In taking a moment Friday to remember Sean Aquitania Sr., the judge told the two men convicted in his murder that they may find it difficult to ever forget the dead man’s haunting presence.
The afternoon of Sept. 14, 2007, Aquitania and his 7-month-old baby drove up to visit a friend’s south Sacramento home – right when Donald Ortez-Lucero and Christopher Strong were walking up to rob what authorities later described as a drug house.
Ortez-Lucero pistol-whipped Aquitania, 21, and the gun discharged. Then the bullet struck Sean Aquitania’s namesake son in the head. When the father found out his son had been shot, he rushed after the defendants in attack. Ortez-Lucero then shot him, too, jurors found.
“What character, what strength – so much more than either of you have ever demonstrated to date,” Sacramento Superior Court Judge Patrick Marlette told Ortez-Lucero and Strong at their sentencing hearing for the murders of Aquitania and his baby boy.

> [Work to complete] Continue the news report on the sentencing for the murders of Sean Aquitania Sr. and his infant son, starting after its final sentence.

(Natural-language object grounding data)
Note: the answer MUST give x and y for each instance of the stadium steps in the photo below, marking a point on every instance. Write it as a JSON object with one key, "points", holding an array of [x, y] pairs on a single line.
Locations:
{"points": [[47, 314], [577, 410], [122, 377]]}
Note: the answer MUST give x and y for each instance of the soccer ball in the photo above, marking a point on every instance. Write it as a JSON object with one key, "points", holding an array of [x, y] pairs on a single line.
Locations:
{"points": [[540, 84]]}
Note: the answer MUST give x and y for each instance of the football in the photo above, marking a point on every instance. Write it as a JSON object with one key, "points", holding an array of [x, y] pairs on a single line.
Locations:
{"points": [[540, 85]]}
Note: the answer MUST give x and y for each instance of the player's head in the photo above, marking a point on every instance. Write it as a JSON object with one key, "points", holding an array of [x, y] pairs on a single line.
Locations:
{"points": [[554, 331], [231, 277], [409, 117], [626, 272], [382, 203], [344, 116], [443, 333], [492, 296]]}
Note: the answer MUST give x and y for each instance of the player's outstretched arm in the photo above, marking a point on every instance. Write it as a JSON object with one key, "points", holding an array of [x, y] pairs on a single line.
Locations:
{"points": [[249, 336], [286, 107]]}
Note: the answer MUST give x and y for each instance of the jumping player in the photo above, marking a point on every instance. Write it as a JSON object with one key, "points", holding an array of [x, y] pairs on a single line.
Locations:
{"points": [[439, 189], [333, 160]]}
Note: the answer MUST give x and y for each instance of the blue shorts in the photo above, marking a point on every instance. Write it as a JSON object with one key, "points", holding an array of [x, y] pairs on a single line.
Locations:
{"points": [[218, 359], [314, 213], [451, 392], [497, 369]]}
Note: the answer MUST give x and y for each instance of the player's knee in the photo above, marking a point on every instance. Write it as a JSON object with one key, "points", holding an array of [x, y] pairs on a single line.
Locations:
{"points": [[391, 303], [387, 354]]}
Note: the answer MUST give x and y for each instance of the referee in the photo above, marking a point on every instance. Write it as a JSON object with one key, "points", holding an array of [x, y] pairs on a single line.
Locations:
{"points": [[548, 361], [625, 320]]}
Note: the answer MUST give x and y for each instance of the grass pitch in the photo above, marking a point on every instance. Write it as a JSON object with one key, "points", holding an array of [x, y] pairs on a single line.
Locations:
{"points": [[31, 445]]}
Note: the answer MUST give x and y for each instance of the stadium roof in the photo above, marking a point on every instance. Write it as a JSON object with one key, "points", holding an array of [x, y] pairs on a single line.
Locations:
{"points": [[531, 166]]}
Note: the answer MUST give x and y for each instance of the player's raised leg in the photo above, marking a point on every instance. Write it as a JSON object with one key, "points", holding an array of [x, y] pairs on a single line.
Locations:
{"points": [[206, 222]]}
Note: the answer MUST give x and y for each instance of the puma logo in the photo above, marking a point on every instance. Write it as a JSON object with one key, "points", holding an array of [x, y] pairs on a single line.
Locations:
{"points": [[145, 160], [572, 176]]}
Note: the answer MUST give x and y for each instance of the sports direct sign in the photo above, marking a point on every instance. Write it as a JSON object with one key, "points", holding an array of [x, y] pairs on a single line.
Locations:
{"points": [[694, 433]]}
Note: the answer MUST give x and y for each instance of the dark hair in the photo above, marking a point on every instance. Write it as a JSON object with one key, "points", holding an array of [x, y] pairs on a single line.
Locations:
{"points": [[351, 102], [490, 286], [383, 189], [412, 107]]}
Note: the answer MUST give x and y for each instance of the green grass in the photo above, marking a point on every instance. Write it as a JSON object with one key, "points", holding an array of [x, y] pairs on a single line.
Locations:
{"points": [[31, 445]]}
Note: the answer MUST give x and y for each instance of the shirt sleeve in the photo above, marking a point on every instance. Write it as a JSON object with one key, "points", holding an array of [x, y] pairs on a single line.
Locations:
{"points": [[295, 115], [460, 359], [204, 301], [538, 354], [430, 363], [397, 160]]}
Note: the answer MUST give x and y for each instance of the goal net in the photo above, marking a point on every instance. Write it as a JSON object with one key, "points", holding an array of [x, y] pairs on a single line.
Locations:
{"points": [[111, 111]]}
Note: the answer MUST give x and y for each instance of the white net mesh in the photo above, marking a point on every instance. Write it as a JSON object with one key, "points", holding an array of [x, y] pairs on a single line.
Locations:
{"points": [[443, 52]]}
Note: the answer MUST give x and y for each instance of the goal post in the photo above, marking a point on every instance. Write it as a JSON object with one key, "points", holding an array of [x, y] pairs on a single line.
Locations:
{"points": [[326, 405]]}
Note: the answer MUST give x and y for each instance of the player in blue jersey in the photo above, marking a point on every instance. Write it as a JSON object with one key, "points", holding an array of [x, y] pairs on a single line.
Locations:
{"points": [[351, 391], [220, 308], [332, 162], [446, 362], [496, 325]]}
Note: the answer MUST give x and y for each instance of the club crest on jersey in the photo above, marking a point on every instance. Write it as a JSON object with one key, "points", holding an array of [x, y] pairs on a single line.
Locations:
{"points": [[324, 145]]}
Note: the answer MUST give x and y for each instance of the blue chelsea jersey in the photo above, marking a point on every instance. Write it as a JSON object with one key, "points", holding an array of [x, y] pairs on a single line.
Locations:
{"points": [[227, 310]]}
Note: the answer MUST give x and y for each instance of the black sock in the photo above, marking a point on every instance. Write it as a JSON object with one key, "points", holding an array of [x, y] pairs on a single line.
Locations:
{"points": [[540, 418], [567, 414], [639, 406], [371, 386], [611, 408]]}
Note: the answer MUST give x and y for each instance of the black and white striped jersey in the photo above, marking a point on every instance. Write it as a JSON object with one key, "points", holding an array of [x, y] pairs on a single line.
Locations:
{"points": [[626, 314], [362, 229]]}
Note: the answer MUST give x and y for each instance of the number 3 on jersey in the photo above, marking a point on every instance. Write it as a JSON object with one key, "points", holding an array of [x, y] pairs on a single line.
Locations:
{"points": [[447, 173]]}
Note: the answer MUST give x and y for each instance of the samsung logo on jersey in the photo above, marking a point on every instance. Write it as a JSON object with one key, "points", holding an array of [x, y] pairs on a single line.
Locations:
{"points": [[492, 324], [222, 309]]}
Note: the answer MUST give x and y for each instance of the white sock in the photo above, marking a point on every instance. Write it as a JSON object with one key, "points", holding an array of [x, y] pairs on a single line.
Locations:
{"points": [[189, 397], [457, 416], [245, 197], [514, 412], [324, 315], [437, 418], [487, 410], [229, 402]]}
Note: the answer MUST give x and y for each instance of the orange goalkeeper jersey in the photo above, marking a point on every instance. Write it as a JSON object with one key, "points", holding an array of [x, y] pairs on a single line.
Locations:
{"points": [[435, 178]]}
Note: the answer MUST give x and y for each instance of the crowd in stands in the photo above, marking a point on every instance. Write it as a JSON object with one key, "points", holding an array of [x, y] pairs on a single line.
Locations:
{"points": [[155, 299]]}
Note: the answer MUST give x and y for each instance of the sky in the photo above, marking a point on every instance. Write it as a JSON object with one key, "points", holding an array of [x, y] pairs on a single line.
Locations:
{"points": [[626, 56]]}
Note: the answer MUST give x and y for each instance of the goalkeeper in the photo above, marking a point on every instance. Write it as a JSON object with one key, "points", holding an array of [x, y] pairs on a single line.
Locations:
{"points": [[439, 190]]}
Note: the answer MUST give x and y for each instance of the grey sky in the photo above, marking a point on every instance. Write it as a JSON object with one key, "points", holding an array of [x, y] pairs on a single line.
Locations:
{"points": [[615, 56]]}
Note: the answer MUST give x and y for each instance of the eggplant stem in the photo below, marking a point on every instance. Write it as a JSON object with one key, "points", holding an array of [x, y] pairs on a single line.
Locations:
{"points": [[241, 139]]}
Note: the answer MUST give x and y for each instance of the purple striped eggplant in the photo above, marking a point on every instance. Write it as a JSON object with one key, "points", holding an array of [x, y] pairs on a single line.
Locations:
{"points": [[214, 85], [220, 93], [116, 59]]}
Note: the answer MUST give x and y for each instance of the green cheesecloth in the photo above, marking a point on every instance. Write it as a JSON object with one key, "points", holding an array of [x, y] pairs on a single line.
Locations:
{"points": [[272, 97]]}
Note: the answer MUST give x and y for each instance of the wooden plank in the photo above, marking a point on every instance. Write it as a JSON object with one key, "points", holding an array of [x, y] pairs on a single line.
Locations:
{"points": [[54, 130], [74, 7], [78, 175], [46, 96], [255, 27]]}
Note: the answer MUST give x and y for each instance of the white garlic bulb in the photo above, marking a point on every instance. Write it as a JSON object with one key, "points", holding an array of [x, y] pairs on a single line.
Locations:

> [Result of the task]
The judge had already announced the prison terms – life in prison without the possibility of parole for the both of them, plus an additional 51 years to life for Ortez-Lucero, and an added 36 years for Strong.
Then he told them what they might come to expect, both in the interior of prison as well as the inner workings of their own minds as they serve their life terms.
“In the time that you spend in prison, there are going to be days when you are really lonely and days when you’re really scared,” Marlette told the pair. “And there probably are going to be days when you get hurt. And when that happens, I hope you remember – maybe not today – but remember back to that day. And maybe that’s Sean Aquitania tapping you on your shoulder again, huh?”
Moments later, sheriff’s deputies walked Ortez-Lucero, 30, and Strong, 29, out of the courtroom while friends and family of the Aquitanias watched in silence.
The day brought to a conclusion a seven-year case where the violent death of a baby – shot as he sat in his car seat, facing backward for safety purposes – horrified the city.
“When we lose babies and children like this, humanity is victimized, which means all of us,” said Louis Alan Dela Cruz, one of Sean Aquitania Jr.’s uncles.
Seven members of the victims’ families spoke to the court, recalling the images and emotions that will forever be burned into their beings.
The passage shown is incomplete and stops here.